Текст для чтения:

Отсюда все эти помешательства и полупомешательства, самоубийства и полусамоубийства; как часто, вместо того чтобы покончить с собой одним махом, молодые разрушают себя постепенно! Наркотик — это смерть, которую смакуют годами.
Эту мешанину из наслаждения и смерти изобрела молодежь; можно подумать, что для юных смерть — это запретный плод, который особенно притягателен в силу своей недоступности. Без смерти наслаждение кажется им ущербным; ее наводящее ужас присутствие нужно им для полноты ощущений. Даже самые уравновешенные, смирные — и те обожают риск и пылко ищут смерти; истинное удовольствие невозможно для них без этого головокружения: отсюда страсть к автомобильным скоростями. Среди молодежи всегда найдется сколько угодно летчиков, а среди летчиков — куда больше сорвиголов, чем требуется.
Кто не знал юных владык царства похоти? Они ждали, что вожделение отдаст им всю землю, а сами вечно оказывались во власти уколов тоски; в один прекрасный день мы находили их бездыханными: их, словно юных кесарей, удушали их собственные взбунтовавшиеся страсти.
XI
Молодость — это возраст, когда человек еще не мирится ни с беспорядком, ни со злом: с этим еще успеется, а пока молодежь ищет помощи, она исповедуется. До чего сдержанными покажутся самые откровенные книги тому, кто выслушивал признания юношей! Молодые люди пишут нам; что же такого есть в их письмах, чего не было в свое время в наших?

Исходный фрагмент:
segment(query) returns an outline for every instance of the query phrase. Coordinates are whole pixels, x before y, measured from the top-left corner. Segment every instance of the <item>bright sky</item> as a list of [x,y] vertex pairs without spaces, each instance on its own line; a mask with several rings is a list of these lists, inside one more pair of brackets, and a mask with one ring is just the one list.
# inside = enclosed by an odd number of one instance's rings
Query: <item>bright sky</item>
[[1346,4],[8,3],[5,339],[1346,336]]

Задание 1: Перепишите из текста о молодости фрагмент, который открывается словами, содержащими «Эту мешанину из», и завершается словами «собственные взбунтовавшиеся страсти.».
Задание 2: Переведите на английский язык предложение «Наркотик — это смерть, которую смакуют годами.» из текста о молодости.

Полный ответ 1:
Эту мешанину из наслаждения и смерти изобрела молодежь; можно подумать, что для юных смерть — это запретный плод, который особенно притягателен в силу своей недоступности. Без смерти наслаждение кажется им ущербным; ее наводящее ужас присутствие нужно им для полноты ощущений. Даже самые уравновешенные, смирные — и те обожают риск и пылко ищут смерти; истинное удовольствие невозможно для них без этого головокружения: отсюда страсть к автомобильным скоростями. Среди молодежи всегда найдется сколько угодно летчиков, а среди летчиков — куда больше сорвиголов, чем требуется.
Кто не знал юных владык царства похоти? Они ждали, что вожделение отдаст им всю землю, а сами вечно оказывались во власти уколов тоски; в один прекрасный день мы находили их бездыханными: их, словно юных кесарей, удушали их собственные взбунтовавшиеся страсти.

Полный ответ 2: A drug is a death that is savored for years.